§ Instructions to follow
Working from the line that contains "For the evaluation set, locate every instance of the white" down to the last line below, repeat each line exactly.

--- start ---

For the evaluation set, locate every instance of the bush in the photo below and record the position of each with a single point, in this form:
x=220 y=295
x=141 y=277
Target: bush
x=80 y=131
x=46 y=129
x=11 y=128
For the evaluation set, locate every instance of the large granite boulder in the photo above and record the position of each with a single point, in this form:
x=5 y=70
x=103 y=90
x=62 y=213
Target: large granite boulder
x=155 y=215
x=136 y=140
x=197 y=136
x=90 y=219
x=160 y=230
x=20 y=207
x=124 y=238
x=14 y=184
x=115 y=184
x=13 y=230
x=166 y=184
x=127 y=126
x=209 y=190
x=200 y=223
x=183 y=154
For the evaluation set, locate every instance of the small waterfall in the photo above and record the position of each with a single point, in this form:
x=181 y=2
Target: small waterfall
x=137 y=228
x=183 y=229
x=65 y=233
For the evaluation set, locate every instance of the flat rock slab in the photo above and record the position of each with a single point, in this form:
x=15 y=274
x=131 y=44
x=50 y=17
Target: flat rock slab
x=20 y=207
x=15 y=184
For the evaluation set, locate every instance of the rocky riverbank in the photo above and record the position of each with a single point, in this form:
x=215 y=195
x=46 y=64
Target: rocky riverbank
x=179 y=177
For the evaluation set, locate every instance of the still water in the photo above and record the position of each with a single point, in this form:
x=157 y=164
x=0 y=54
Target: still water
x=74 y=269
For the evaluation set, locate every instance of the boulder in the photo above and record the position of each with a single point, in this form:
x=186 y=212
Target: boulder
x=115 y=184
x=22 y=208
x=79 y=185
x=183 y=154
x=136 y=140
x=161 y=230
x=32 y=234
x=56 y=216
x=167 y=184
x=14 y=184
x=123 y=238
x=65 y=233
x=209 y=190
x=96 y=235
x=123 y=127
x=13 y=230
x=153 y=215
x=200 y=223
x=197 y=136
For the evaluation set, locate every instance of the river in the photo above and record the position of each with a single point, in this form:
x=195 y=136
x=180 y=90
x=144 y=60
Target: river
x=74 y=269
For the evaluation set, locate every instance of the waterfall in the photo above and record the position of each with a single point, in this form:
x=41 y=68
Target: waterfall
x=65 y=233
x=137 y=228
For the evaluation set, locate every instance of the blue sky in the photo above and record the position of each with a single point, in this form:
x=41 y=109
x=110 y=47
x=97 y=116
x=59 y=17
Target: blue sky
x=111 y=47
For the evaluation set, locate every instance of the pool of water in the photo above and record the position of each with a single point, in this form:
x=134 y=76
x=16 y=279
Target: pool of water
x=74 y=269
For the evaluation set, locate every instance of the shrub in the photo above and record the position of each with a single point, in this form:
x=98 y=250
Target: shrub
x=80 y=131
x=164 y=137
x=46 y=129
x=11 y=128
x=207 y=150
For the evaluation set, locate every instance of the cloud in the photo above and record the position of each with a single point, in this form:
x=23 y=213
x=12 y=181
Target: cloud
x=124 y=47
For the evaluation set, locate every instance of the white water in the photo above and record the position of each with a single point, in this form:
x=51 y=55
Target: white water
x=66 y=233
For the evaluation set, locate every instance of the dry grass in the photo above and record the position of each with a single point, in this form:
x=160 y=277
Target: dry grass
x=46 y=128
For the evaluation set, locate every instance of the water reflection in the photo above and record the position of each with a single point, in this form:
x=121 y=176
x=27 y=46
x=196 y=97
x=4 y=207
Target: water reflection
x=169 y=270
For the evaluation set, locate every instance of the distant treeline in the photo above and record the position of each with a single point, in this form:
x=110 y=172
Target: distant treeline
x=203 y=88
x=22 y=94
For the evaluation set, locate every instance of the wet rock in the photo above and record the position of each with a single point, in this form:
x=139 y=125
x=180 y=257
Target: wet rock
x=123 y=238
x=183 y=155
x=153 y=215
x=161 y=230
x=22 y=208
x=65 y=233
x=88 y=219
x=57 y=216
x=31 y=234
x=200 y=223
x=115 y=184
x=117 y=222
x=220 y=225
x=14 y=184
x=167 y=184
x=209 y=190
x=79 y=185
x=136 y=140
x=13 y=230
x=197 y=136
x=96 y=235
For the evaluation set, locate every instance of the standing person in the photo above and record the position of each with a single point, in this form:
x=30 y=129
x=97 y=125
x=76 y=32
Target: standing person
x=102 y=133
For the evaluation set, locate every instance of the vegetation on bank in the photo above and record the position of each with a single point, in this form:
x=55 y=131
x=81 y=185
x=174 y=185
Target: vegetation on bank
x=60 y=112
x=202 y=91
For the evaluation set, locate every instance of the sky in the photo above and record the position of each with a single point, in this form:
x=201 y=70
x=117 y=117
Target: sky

--- end ---

§ Answer to this task
For the evaluation set, locate every instance of the white water in the photo above and record the position of each with a single point, in this form:
x=51 y=55
Target: white water
x=66 y=233
For the evaluation set, locate every instance of the dry grass in the photo above and record the position of each with a single point, in this form:
x=160 y=277
Target: dry grass
x=46 y=128
For the evaluation set, locate every instance of the water reflection in the photo above and record the position of each with a single point, in this form:
x=121 y=176
x=27 y=46
x=196 y=97
x=4 y=207
Target: water reflection
x=169 y=270
For the evaluation set, locate every instance of the distant treeline in the photo above and record the position of each with a single point, in this form:
x=110 y=172
Target: distant treeline
x=203 y=88
x=22 y=94
For the evaluation set, locate every instance of the wet rock in the photo above and record the position of each with a single point, in this form:
x=139 y=125
x=180 y=257
Target: wet rock
x=123 y=238
x=183 y=155
x=153 y=215
x=161 y=230
x=22 y=208
x=65 y=233
x=88 y=219
x=57 y=216
x=31 y=234
x=200 y=223
x=115 y=184
x=117 y=222
x=220 y=225
x=14 y=184
x=167 y=184
x=209 y=190
x=79 y=185
x=136 y=140
x=13 y=230
x=197 y=136
x=96 y=235
For the evaluation set, locate every instance of the standing person in the photo above and record the position of each with a single point, in this form:
x=30 y=129
x=97 y=125
x=76 y=32
Target: standing person
x=102 y=133
For the evaluation set, locate every instance of the vegetation on bank in the photo above and record the position of each with a single point, in this form:
x=55 y=131
x=81 y=185
x=174 y=185
Target: vegetation on bank
x=60 y=112
x=202 y=91
For the evaluation set, locate every instance of the sky in the photo above and record the position of each with a single point, in this form:
x=201 y=70
x=117 y=117
Target: sky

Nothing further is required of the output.